Welcome to the FIFTH episode of the Every Word Podcast. This is a podcast series for those who enjoy studying details found in God’s Word. In every episode I will read from Dr. Wilbur Pickering’s fresh-sounding translation of the New Testament, which he named, “The Sovereign Creator Has Spoken.” In today’s episode, I will read and comment on Pickering’s translation of Mark chapter 16.
Dr. Pickering’s translation is based on the Majority Text of the Greek New Testament, which is also called the Byzantine Text.
Beginning in 1881 there was a shift in the Greek text used for English Bible translations, caused by the influence of the Wescott and Hort Greek New Testament, which was based on a very small sampling of manuscripts of the Alexandrian Text Type, that is from Egypt.
At the time Wescott and Hort were working, it was anticipated that research into the most ancient manuscripts newly discovered in Egypt would reveal a coherent textual stream that would point to the authentic initial form of the Greek text. Now, over a century later, those ancient Egyptian manuscripts have been analyzed, but they do not reveal a coherent textual stream that can be followed. Instead they reveal that Egyptian scribes very freely edited the texts they copied. However the myth continues to be taught that Alexandrian manuscripts are better despite evidence to the contrary, and despite that only the first two picked by Wescott and Hort are still the only ones that are given priority.
In contrast, the Majority Text of the New Testament was made by copyists who lived in the same places as the original recipients of the apostles’ writings. Individual scribal errors have been weeded out, since this text type is based on the majority reading of thousands of Greek manuscripts. The Majority Text has been stable over the centuries and is the best academically defendable text of the Greek New Testament that we have today. It is my hope that these podcasts will build awareness of the faulty Greek text that underlies almost all of the English Bible translations of the last century, starting with the ASV (1901), and including RSV, NASB, NIV, GNT, NLT, NET, and ESV.
If you have questions you would like me to try to answer, please write. Aside from questions, please let me know where I have made mistakes. My favorite way for you to send your comments is via the Contact button at dailybiblereading.info. If you would like to send me a recording of your comments, it is very possible that I will play it.

• **Stored data**
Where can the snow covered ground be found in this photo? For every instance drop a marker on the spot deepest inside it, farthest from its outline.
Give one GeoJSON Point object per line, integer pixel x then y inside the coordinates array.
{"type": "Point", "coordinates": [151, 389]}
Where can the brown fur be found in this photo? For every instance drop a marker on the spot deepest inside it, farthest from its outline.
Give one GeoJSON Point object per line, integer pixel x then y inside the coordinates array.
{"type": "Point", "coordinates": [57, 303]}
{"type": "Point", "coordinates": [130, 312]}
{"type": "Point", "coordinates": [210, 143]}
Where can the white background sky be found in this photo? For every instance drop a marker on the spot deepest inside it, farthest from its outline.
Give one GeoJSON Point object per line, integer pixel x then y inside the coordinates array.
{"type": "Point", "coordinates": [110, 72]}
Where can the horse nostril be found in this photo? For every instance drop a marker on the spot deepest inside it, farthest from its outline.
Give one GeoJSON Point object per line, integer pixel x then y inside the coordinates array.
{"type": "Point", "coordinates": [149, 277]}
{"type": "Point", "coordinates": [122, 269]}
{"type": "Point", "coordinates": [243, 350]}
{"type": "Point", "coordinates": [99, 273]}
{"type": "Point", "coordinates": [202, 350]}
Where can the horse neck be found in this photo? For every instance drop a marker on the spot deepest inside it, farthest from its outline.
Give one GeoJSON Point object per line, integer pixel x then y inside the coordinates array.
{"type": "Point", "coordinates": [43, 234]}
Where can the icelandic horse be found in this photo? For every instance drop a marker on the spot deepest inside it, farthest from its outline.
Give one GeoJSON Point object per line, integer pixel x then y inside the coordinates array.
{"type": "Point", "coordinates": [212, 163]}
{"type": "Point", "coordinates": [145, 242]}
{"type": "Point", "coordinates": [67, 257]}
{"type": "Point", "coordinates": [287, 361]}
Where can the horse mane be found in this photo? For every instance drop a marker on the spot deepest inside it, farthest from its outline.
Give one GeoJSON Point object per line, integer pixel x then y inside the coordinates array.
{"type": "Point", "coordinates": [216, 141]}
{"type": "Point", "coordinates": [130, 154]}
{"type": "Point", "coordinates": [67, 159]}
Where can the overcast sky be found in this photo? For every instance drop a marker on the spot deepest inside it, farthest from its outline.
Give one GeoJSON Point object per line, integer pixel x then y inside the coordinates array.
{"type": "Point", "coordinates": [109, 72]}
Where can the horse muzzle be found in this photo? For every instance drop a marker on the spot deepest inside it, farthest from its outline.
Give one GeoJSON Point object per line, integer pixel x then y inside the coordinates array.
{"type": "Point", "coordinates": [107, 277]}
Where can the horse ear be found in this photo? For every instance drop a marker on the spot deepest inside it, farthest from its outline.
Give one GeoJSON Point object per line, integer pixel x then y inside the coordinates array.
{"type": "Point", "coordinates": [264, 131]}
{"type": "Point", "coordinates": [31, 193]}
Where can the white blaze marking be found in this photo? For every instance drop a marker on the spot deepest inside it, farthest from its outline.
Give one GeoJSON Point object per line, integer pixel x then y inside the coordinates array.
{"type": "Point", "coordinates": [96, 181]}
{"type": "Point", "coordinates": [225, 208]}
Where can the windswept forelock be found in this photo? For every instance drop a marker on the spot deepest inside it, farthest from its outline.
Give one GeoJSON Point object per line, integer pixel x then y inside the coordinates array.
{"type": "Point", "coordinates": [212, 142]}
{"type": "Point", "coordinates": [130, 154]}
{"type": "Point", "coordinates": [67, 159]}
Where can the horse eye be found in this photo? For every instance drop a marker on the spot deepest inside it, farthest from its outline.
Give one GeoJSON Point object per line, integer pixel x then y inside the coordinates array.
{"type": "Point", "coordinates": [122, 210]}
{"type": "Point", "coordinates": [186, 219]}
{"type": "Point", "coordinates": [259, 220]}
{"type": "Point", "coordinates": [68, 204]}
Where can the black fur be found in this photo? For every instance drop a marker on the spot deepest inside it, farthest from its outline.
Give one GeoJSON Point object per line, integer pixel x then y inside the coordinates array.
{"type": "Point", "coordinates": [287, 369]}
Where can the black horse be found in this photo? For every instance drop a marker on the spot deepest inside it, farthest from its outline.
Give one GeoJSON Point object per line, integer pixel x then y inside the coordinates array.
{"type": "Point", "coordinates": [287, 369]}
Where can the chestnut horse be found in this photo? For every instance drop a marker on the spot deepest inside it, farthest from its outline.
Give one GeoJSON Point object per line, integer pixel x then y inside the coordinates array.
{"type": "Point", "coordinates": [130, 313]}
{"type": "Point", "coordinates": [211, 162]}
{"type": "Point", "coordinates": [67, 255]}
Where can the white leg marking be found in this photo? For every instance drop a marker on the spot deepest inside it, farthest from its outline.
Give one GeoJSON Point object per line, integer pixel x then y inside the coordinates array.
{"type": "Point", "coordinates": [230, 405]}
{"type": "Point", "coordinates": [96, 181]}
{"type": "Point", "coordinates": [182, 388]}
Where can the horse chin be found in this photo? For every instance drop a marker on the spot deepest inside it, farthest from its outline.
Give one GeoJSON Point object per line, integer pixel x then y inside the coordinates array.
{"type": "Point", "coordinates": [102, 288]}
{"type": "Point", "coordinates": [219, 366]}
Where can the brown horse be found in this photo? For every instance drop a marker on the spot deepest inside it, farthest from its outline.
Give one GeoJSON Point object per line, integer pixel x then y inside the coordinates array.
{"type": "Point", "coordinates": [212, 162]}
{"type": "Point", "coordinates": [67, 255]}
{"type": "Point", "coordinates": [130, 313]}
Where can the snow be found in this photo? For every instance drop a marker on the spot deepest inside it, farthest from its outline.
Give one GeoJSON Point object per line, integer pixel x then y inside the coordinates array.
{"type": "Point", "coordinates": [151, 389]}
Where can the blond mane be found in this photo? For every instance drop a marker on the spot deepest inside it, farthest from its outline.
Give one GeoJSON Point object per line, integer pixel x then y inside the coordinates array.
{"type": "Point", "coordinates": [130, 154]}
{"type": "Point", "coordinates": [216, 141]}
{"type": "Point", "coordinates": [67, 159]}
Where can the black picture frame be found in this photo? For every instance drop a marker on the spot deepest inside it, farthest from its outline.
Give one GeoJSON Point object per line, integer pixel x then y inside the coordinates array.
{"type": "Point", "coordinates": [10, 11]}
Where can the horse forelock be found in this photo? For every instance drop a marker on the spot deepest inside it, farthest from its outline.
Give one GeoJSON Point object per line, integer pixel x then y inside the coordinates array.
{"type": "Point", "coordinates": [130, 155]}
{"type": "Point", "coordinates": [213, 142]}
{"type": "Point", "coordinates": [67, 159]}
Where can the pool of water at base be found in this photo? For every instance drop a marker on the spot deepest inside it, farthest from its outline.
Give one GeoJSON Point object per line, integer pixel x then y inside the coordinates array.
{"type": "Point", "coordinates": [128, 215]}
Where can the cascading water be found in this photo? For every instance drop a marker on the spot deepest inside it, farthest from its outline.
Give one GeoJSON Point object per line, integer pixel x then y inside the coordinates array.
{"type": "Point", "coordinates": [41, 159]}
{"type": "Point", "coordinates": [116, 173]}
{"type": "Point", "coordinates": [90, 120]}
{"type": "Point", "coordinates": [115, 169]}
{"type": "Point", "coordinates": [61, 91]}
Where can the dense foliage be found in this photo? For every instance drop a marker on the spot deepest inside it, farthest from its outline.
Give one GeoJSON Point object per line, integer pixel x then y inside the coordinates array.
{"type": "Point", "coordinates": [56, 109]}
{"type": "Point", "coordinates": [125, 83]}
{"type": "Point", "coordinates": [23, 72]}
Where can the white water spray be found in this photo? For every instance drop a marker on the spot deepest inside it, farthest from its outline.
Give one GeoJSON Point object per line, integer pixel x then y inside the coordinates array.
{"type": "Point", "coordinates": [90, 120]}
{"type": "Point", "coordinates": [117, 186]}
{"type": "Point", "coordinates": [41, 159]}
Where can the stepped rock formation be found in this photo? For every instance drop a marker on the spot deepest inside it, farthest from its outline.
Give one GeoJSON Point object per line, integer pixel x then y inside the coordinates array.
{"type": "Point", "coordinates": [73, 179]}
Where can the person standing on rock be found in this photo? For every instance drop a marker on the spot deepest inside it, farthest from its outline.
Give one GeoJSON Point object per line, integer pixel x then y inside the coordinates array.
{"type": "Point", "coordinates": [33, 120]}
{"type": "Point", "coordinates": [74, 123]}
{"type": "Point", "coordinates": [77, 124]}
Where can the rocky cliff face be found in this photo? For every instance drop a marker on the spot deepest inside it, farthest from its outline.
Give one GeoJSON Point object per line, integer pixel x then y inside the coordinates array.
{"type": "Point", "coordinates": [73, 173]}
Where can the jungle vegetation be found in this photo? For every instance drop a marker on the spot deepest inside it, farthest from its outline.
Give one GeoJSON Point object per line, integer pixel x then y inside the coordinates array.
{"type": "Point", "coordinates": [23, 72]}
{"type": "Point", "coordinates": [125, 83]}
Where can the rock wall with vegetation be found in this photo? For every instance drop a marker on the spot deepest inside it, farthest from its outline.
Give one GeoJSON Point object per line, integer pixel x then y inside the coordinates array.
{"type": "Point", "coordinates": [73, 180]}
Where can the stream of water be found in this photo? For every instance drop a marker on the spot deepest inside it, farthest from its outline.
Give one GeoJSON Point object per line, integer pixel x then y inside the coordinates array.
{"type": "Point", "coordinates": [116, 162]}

• **What is asked**
Please render this sentence from the podcast introduction above into Spanish: "Dr. Pickering’s translation is based on the Majority Text of the Greek New Testament, which is also called the Byzantine Text."

• **Expected answer**
La traducción del Dr. Pickering se basa en el Texto Mayoritario del Nuevo Testamento griego, que también se llama Texto Bizantino.